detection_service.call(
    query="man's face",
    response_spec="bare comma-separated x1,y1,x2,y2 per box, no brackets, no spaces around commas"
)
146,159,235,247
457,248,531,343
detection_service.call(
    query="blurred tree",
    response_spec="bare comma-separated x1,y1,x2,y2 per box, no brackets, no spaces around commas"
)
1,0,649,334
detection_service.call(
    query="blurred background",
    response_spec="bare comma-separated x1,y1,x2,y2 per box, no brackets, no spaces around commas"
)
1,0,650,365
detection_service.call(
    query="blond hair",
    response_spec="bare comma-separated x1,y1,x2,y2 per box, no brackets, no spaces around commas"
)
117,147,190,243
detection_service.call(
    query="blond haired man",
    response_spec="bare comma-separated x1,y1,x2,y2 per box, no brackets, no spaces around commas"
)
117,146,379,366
○ ○ ○ ○
- Aim of the exercise
Every entry above has to be returned exactly as written.

- Expected answer
detection_service.call(
    query="man's face",
    response_spec="bare comma-separated x1,y1,x2,y2 per box, no brackets, no spaces around commas"
)
146,159,235,247
457,248,531,343
detection_service.call(
    query="blurred tree",
    response_spec="bare comma-separated x1,y1,x2,y2 per box, no brackets, no spaces around commas"
)
1,0,649,334
detection_service.call(
    query="blurred background",
    response_spec="bare comma-separated x1,y1,x2,y2 per box, no brackets, no spaces around commas"
)
1,0,650,365
detection_service.call(
    query="blond hair",
    response_spec="bare comma-separated x1,y1,x2,y2 per box, no brackets, no spaces around commas"
)
117,147,190,243
detection_service.call(
    query="blond haired man",
    response_spec="bare comma-separated x1,y1,x2,y2 per box, no brackets, no spaces around commas"
)
117,146,379,366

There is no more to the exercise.